# PROBLEM STATEMENT
Copy out word for word the items from the line with "Query: tree line" up to and including the line with "[0,80,134,824]", leaving out the pictures.

# MATERIAL FOR THIS EXERCISE
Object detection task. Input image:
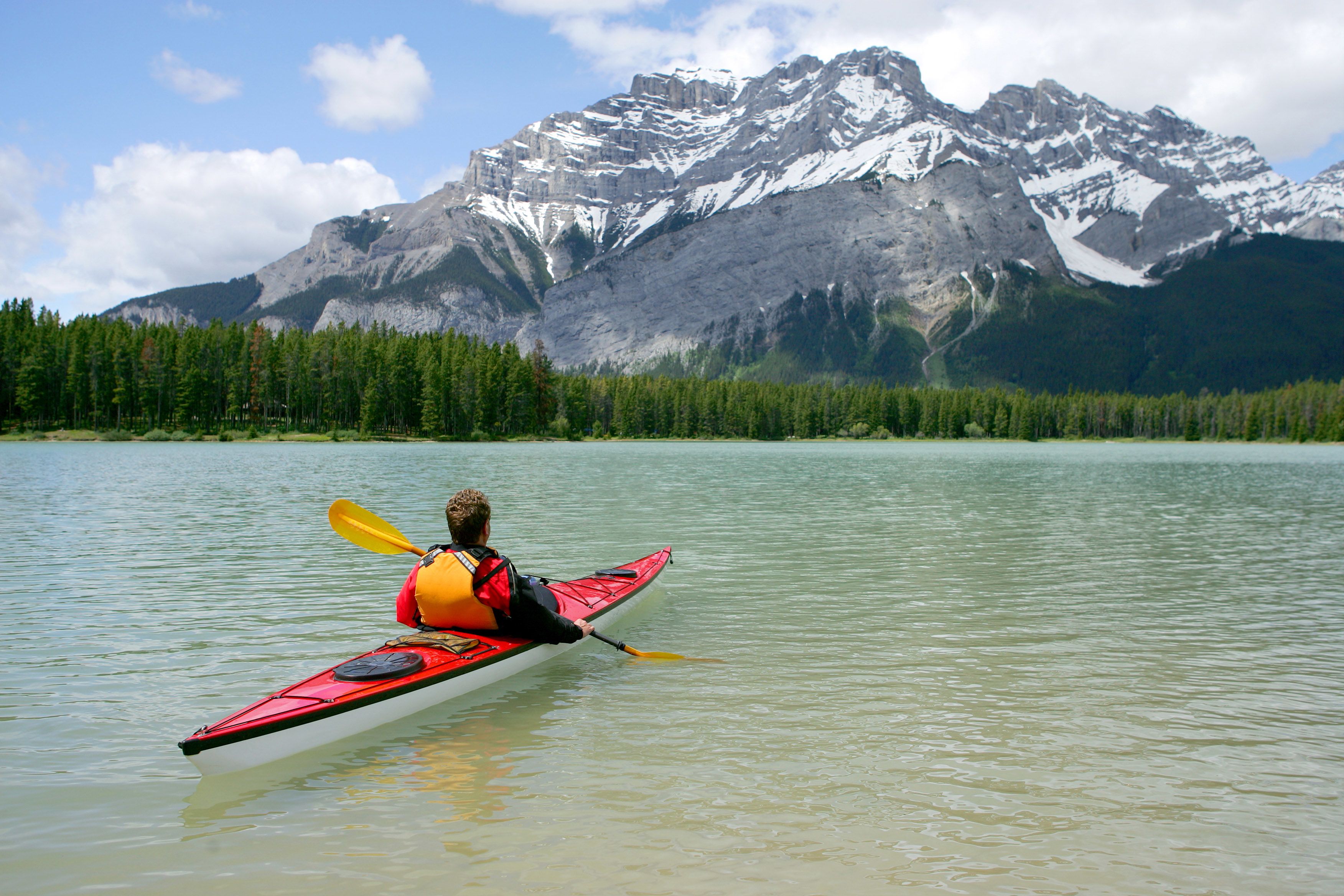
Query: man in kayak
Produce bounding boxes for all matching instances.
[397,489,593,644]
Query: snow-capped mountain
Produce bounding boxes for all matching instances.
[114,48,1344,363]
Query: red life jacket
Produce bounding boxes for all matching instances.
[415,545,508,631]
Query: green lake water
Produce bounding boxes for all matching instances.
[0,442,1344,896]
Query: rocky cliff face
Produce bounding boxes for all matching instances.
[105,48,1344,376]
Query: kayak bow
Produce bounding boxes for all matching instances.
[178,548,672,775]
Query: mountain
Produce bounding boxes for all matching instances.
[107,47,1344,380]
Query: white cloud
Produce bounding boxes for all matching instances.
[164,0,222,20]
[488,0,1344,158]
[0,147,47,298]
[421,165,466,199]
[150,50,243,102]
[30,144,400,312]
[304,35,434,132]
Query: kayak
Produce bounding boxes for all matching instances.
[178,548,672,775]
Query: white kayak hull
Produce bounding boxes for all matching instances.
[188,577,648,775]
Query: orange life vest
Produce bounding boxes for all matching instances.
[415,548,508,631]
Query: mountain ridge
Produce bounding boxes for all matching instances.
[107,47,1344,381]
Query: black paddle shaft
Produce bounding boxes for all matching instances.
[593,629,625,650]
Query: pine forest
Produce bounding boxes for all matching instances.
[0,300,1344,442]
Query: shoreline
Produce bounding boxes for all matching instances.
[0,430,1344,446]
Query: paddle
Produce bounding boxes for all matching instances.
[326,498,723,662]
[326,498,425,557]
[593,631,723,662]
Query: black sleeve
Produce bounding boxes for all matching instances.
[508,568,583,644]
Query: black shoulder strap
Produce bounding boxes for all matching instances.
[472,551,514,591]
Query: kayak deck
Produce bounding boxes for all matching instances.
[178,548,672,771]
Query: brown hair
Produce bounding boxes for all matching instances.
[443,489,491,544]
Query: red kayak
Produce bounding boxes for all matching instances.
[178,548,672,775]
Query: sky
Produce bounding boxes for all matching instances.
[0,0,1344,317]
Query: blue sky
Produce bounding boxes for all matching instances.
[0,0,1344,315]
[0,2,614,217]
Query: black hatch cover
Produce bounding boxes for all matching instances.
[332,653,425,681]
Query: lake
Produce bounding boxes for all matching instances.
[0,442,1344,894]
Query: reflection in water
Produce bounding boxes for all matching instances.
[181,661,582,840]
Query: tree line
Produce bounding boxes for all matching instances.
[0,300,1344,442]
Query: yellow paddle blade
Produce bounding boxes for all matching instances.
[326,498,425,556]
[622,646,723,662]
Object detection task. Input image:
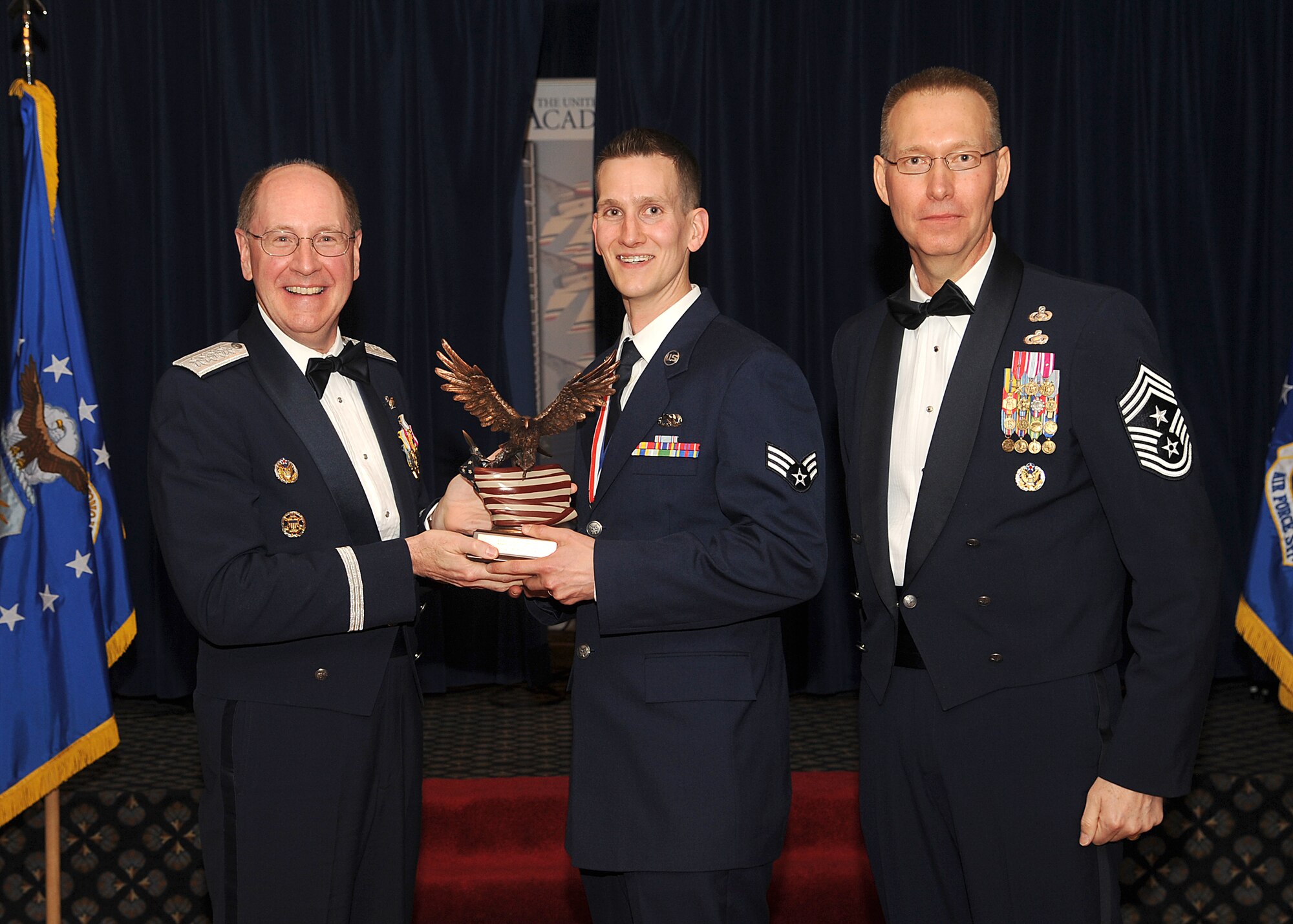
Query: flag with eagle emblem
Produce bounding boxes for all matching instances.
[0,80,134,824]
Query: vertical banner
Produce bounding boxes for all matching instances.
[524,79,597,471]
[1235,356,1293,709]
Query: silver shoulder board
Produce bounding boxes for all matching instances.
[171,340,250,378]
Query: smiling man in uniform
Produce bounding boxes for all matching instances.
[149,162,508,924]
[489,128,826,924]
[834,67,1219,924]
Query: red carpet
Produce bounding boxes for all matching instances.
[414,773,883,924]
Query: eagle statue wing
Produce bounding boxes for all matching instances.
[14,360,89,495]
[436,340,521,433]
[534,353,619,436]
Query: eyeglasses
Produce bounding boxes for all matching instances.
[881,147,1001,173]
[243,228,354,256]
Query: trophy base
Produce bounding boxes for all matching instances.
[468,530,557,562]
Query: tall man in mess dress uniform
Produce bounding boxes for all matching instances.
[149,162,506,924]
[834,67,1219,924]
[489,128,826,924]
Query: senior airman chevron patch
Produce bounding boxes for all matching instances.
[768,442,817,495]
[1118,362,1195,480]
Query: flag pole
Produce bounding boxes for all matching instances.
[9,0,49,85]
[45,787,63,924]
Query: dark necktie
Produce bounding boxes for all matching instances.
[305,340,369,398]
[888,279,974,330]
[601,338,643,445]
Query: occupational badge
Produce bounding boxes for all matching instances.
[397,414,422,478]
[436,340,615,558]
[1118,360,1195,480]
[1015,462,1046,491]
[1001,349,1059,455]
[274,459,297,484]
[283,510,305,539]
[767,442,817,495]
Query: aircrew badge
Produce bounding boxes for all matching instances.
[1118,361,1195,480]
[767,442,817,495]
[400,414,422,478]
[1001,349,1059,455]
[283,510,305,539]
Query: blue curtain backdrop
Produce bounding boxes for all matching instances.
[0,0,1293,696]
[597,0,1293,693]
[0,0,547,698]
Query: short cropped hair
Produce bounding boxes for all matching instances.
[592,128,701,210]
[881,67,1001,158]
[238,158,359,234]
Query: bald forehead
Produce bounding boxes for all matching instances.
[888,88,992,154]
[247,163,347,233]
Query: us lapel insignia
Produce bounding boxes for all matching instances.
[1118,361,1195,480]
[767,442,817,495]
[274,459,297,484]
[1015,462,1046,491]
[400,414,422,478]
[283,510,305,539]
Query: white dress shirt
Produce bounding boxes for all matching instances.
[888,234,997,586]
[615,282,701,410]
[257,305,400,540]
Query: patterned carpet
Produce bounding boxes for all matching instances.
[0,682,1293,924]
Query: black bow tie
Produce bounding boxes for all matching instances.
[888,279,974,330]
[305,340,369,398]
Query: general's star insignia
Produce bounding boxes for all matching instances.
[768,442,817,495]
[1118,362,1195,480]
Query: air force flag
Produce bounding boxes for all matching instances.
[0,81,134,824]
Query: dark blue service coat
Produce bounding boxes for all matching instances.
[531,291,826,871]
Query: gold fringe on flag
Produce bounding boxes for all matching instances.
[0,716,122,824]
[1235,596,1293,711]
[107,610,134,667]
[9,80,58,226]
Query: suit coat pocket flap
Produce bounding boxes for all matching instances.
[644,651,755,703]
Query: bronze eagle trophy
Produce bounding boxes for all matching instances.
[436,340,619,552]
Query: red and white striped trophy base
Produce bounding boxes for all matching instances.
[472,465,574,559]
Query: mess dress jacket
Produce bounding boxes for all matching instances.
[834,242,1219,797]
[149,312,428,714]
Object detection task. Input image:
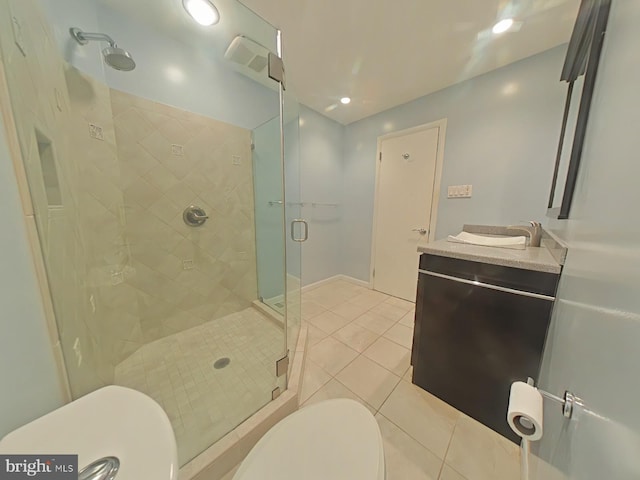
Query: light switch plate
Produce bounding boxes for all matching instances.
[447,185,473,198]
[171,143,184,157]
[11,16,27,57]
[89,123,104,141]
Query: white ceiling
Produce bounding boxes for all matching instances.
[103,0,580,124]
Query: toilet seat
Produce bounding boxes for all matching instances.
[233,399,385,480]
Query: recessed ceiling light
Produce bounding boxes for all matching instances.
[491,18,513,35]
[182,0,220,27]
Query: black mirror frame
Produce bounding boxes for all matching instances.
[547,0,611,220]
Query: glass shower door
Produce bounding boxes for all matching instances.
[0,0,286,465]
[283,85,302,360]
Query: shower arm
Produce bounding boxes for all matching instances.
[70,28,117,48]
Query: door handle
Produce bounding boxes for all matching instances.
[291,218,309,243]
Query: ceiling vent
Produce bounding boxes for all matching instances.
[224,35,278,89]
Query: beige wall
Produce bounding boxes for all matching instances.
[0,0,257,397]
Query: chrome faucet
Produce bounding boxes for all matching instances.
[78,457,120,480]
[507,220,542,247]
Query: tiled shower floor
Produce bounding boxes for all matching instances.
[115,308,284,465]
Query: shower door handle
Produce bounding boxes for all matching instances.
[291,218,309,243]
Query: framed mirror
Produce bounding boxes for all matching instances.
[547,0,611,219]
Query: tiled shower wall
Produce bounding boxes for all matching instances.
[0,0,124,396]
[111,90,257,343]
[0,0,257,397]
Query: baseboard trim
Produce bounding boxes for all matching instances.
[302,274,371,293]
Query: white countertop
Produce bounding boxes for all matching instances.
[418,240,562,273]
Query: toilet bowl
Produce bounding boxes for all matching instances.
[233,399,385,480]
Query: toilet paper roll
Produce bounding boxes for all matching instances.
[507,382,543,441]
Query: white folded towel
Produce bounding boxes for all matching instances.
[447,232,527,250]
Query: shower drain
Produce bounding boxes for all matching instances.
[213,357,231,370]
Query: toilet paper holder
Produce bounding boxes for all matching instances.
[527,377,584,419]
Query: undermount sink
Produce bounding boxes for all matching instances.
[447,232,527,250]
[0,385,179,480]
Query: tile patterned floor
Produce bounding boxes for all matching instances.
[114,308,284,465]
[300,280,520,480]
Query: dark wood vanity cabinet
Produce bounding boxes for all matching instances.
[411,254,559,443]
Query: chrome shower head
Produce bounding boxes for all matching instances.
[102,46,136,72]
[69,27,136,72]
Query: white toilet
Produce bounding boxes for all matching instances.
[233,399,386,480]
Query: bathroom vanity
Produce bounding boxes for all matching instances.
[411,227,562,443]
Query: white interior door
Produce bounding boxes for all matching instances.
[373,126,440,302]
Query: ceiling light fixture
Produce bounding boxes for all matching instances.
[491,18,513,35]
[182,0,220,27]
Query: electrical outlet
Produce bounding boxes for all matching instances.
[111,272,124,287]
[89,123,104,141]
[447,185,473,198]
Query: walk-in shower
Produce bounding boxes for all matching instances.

# WRITTEN SOLUTION
Query: tree line
Produce bounding boxes for all matching instances.
[0,300,1344,442]
Query: yellow paddle blade
Produce bounding boxes for all matching instances.
[326,498,425,556]
[622,646,723,662]
Object detection task. Input image:
Query: flag with eagle emblem
Produce bounding boxes for all matching instances.
[0,80,134,824]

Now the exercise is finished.